L’immense danseur Patrick Dupond est décédé le 5 mars 2021, à l’âge de 61 ans. Deux ans plus tard, le Ballet de l’Opéra de Paris lui rend enfin hommage, avec un gala sur trois soirées, du 21 au 23 février au Palais Garnier. L’on peut trouver à redire, sur la durée, sur la forme comme sur les œuvres présentées sur ce gala bien tardif. Mais l’événement est tout de même là. Avec le sentiment aussi que la troupe se retrouve et fait corps autour de l’une de ses formidables Étoiles, pour rendre hommage à une personnalité parfois controversée mais puissante et rayonnante de la danse française. Les galas pour le grand public se sont faits rares ces dernières années – le dernier remontant à l’hommage raté à Yvette Chauviré. José Martinez, nouveau Directeur de la Danse, n’a pu imprimer sa patte dans le programme, mais l’a certainement fait dans son état d’esprit et ses répétitions. Tour d’horizon des ballets qui y seront présentés et qui les danseront.

Hommage à Patrick Dupond – Mathieu Ganio en répétition du Chant du compagnon errant de Maurice Béjart

Le Défilé du Ballet

Les trois soirées s’ouvrent avec le traditionnel Défilé du Ballet de l’Opéra de Paris, qui réunit sur scène l’ensemble des danseurs et danseuses de la troupe ainsi que tous les élèves de l’École de Danse de l’Opéra de Paris. Un petit événement, car depuis huit ans, le Défilé n’a très majoritairement été réservé qu’aux Gala Arop d’ouverture de saison. Des soirées indispensables pour récolter des fonds nécessaires à des projets artistiques, mais aux tarifs bien plus élevés que d’habitude. Ce qui, de fait, a privé le large public du Défilé depuis de nombreuses années. Le retrouver est en soi une bonne nouvelle.
────────────────────
[CONSIGNES]:
(1) D'après l'extrait sur l'hommage à Patrick Dupond, à quelle date et à quel âge le danseur est-il mort ?
(2) Prolongez, s'il vous plaît, l'extrait sur l'hommage à Patrick Dupond en reprenant après sa dernière phrase.

[EXTRAITS DES ENTRÉES]:
────────────────────
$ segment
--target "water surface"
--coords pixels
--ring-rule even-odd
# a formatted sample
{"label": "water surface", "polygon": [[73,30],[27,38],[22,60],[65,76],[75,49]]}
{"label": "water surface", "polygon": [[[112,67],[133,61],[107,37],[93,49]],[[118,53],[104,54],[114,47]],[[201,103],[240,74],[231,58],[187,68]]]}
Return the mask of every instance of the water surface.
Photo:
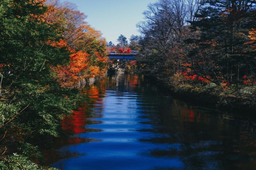
{"label": "water surface", "polygon": [[[173,99],[143,76],[108,77],[81,89],[63,121],[71,134],[51,166],[63,170],[254,169],[253,120]],[[242,114],[243,113],[241,113]]]}

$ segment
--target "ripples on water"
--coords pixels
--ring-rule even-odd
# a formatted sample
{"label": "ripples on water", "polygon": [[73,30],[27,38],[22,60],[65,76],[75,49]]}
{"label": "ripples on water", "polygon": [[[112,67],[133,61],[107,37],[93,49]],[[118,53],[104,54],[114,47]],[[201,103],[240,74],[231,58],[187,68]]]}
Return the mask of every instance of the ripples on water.
{"label": "ripples on water", "polygon": [[163,91],[142,76],[124,74],[81,88],[84,101],[73,117],[62,123],[74,135],[63,139],[67,140],[65,144],[55,151],[62,158],[51,166],[65,170],[255,168],[255,124],[173,99]]}

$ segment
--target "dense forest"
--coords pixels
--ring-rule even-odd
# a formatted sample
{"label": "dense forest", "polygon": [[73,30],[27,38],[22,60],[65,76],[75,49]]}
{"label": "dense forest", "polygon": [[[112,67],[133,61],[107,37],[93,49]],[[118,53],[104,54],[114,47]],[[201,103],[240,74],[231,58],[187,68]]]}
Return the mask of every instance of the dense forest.
{"label": "dense forest", "polygon": [[0,1],[0,169],[36,169],[76,107],[79,81],[106,70],[106,44],[74,4]]}
{"label": "dense forest", "polygon": [[137,25],[136,69],[199,100],[255,107],[255,1],[160,0],[148,7]]}
{"label": "dense forest", "polygon": [[111,51],[139,51],[127,72],[227,108],[256,108],[256,1],[159,0],[115,45],[59,0],[0,1],[0,169],[53,169],[44,153]]}

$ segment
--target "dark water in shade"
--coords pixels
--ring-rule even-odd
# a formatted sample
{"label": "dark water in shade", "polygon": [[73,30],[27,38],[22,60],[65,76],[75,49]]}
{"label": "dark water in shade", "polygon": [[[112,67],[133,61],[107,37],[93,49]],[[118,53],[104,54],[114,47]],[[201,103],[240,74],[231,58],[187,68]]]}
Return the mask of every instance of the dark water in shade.
{"label": "dark water in shade", "polygon": [[61,146],[50,158],[51,166],[64,170],[256,168],[253,120],[173,99],[148,81],[142,76],[121,74],[81,88],[80,107],[62,123],[74,134],[56,144]]}

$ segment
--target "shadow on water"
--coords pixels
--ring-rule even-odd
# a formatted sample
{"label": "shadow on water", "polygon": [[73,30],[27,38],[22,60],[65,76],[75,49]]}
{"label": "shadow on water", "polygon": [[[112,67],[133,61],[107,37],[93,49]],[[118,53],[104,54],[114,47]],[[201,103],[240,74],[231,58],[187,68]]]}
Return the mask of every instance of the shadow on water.
{"label": "shadow on water", "polygon": [[80,107],[61,123],[73,135],[56,145],[59,146],[50,158],[52,167],[67,170],[255,167],[255,124],[248,118],[173,99],[142,75],[107,77],[80,90],[84,100]]}

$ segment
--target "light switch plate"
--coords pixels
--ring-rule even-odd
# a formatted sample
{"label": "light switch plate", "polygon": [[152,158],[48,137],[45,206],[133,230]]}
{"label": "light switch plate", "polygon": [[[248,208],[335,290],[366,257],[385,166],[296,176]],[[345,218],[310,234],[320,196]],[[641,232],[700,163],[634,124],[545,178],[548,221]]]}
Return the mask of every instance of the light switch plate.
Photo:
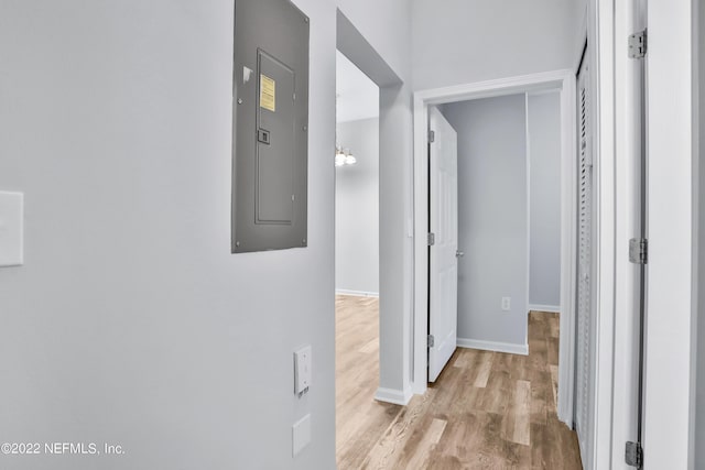
{"label": "light switch plate", "polygon": [[0,267],[24,264],[24,194],[0,192]]}
{"label": "light switch plate", "polygon": [[292,426],[292,455],[296,457],[311,442],[311,415],[299,419]]}
{"label": "light switch plate", "polygon": [[294,351],[294,393],[303,395],[311,386],[311,346]]}

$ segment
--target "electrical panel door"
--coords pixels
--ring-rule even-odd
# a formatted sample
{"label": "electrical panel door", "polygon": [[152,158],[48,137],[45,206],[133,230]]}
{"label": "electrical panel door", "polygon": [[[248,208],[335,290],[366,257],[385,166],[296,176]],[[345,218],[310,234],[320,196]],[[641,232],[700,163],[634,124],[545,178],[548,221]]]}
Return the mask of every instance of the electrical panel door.
{"label": "electrical panel door", "polygon": [[308,18],[236,0],[232,252],[306,247]]}

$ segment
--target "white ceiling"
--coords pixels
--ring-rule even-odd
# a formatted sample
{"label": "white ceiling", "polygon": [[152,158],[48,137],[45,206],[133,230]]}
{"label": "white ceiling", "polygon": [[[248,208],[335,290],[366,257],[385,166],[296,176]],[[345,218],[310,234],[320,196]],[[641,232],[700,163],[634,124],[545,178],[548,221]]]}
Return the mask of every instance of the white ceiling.
{"label": "white ceiling", "polygon": [[336,51],[336,122],[379,116],[379,87]]}

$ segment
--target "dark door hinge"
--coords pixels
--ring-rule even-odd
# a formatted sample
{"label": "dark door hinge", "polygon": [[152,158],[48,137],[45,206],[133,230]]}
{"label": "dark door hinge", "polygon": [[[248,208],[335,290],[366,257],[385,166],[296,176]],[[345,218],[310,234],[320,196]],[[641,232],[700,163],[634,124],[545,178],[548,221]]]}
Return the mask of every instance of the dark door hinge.
{"label": "dark door hinge", "polygon": [[631,34],[627,44],[629,58],[643,58],[647,55],[647,30]]}
{"label": "dark door hinge", "polygon": [[646,238],[632,238],[629,240],[629,262],[647,264],[649,261],[649,240]]}
{"label": "dark door hinge", "polygon": [[640,469],[643,466],[643,449],[641,442],[627,442],[625,447],[625,462]]}

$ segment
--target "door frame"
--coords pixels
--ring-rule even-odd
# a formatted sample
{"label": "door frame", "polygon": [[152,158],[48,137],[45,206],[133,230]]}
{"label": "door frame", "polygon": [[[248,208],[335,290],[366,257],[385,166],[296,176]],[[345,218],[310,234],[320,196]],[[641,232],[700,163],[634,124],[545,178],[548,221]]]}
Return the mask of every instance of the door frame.
{"label": "door frame", "polygon": [[561,95],[561,338],[558,353],[558,418],[573,426],[575,278],[576,278],[576,105],[575,73],[570,69],[478,81],[414,92],[414,309],[413,378],[415,394],[427,387],[429,262],[429,107],[506,95],[558,90]]}

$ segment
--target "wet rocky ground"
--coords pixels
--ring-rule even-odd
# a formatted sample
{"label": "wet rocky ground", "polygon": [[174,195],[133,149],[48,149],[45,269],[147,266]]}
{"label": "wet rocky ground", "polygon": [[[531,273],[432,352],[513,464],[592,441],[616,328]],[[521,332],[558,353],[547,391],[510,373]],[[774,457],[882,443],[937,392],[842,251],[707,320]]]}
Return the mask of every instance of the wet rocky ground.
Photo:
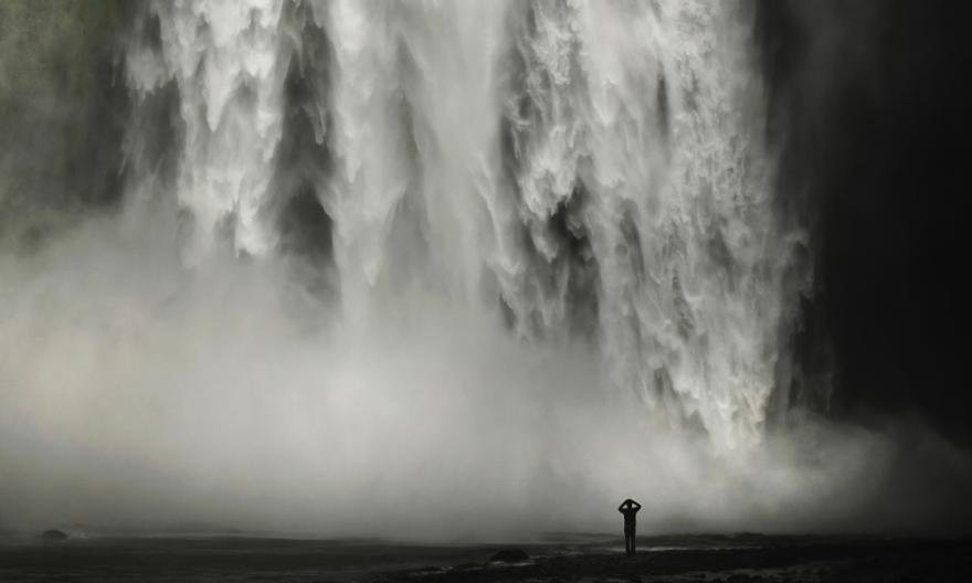
{"label": "wet rocky ground", "polygon": [[[652,537],[640,539],[638,554],[626,558],[611,537],[554,539],[513,547],[254,537],[14,538],[0,542],[0,581],[972,581],[972,540]],[[507,553],[513,562],[490,561],[511,549],[527,559]]]}

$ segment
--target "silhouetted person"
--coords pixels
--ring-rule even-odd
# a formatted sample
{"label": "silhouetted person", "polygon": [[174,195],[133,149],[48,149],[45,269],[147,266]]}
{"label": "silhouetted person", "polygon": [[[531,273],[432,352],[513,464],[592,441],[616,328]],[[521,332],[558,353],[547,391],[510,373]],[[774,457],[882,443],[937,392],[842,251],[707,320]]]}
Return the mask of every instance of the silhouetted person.
{"label": "silhouetted person", "polygon": [[635,502],[631,498],[621,502],[617,511],[624,515],[624,554],[631,556],[634,554],[634,516],[642,509],[642,505]]}

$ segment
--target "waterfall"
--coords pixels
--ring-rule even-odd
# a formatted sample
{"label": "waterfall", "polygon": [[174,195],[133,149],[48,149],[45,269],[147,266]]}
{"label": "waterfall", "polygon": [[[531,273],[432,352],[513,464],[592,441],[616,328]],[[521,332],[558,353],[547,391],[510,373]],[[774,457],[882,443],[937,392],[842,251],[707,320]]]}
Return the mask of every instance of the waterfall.
{"label": "waterfall", "polygon": [[159,0],[127,83],[137,103],[175,87],[161,195],[188,265],[220,242],[279,255],[274,177],[300,110],[347,326],[410,290],[526,342],[589,343],[604,390],[732,448],[760,438],[809,278],[773,205],[751,20],[675,0]]}

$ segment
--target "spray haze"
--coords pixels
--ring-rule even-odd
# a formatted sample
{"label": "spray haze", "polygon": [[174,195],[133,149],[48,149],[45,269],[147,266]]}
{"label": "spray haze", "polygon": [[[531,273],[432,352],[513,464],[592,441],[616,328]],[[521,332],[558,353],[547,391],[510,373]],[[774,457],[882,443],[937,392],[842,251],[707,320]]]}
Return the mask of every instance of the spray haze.
{"label": "spray haze", "polygon": [[920,422],[791,410],[833,388],[801,377],[815,247],[752,6],[113,19],[97,204],[3,145],[0,184],[85,202],[0,192],[7,522],[489,539],[634,496],[656,532],[916,529],[972,481]]}

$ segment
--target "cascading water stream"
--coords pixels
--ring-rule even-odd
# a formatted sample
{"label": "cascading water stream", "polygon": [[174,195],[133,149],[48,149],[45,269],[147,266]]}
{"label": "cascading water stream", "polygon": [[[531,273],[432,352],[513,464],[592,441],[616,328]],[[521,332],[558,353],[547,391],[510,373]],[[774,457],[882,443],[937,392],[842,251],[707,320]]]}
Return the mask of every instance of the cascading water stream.
{"label": "cascading water stream", "polygon": [[158,1],[128,83],[141,100],[177,87],[187,261],[228,237],[273,256],[285,85],[309,59],[298,21],[316,28],[328,62],[298,68],[317,96],[300,107],[326,120],[314,188],[346,324],[420,289],[530,342],[587,340],[619,394],[732,448],[759,439],[795,317],[784,282],[807,278],[786,277],[801,234],[772,205],[750,17],[674,0]]}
────────────────────
[RÉPONSES]:
(1) Le 5 mars 2021, à l'âge de 61 ans.

(2)
La première du 21 février est une soirée Arop et le gala y sera différent, créant d’autant plus l’événement. En 1990, quand Patrick Dupond a pris la direction du Ballet de l’Opéra de Paris, il a monté un Défilé bien particulier, faisant revenir en scène toutes les Étoiles de l’institution parties à la retraite, jusqu’à Serge Peretti qui clôturait le tout. L’Arop a voulu reprendre cette idée pour cet hommage. Un vrai beau projet qui prend tout son sens, mais qui n’a pas été repris pour les deux autres soirées suivantes. À l’époque, Patrick Dupond avait fait de ce Défilé “augmenté” un événement populaire, vrai moment de rencontre entre le public de la danse et cette lignée d’Étoiles, comme l’arbre généalogique de l’institution. En 2023, ce Défilé si spécial ne sera donné que pour un gala dont sera absent le large public de la danse. Un signe du temps aussi, et de l’idée que ce fait l’Opéra de Paris de sa relation avec le public. À noter, pour l’anecdote, que François Alu, en tant qu’ancienne Étoile, devrait bien y participer. Cela sera donc son premier et dernier Défilé en tant qu’Étoile, sans avoir jamais dansé sur la scène de l’Opéra avec ce titre.

 

Le Chant du compagnon errant de Maurice Béjart

Hugo Marchand (Homme en rouge) et Germain Louvet (Homme en bleu) : les 21 et 23 février.

Audric Bezard (Homme en rouge) et Mathieu Ganio (Homme en bleu) : le 22 février.

Voilà un duo entre deux âmes solitaires, créé en 1971 pour Rudolf Noureev, devenu l’une des pièces emblématiques de Maurice Béjart. Patrick Dupond fut un grand interprète du chorégraphe. Il dansa Le Chant du compagnon errant avec son grand ami Jean‑Marie Didière, puis lors d’une Carte Blanche à Jean Guizerix le 23 octobre 1990, avec Rudolf Noureev. Le premier venait de prendre la direction du Ballet, le deuxième venait de la quitter. Un duo entre deux monstres sacrés qui a aussi fait entrer cette oeuvre dans la légende.

Les deux duos proposés semblent tout aussi passionnants. D’un côté, deux Étoiles qui n’ont pas encore la trentaine, qui ont fait toutes leurs classes ensembles, qui se connaissent sur le bout des doigts, que le public oppose aussi parfois. Un vrai duo de compagnonnage. La deuxième distribution met en scène un duo vers la fin de sa carrière, qui ont eu des trajectoires très différentes mais se connaissent bien en dehors de la scène.

Hommage à Patrick Dupond – Francesco Mura en répétition de Vaslaw de John Neumeier

Vaslaw de John Neumeier

Marc Moreau (Vaslaw), Roxane Stojanov et Florent Melac (Premier pas de deux), Éléonore Guérineau et Nikolaus Tudorin (deuxième pas de deux), Hannah O’Neill et Florimond Lorieux (Troisième Pas de deux) : les 21 et 23 février.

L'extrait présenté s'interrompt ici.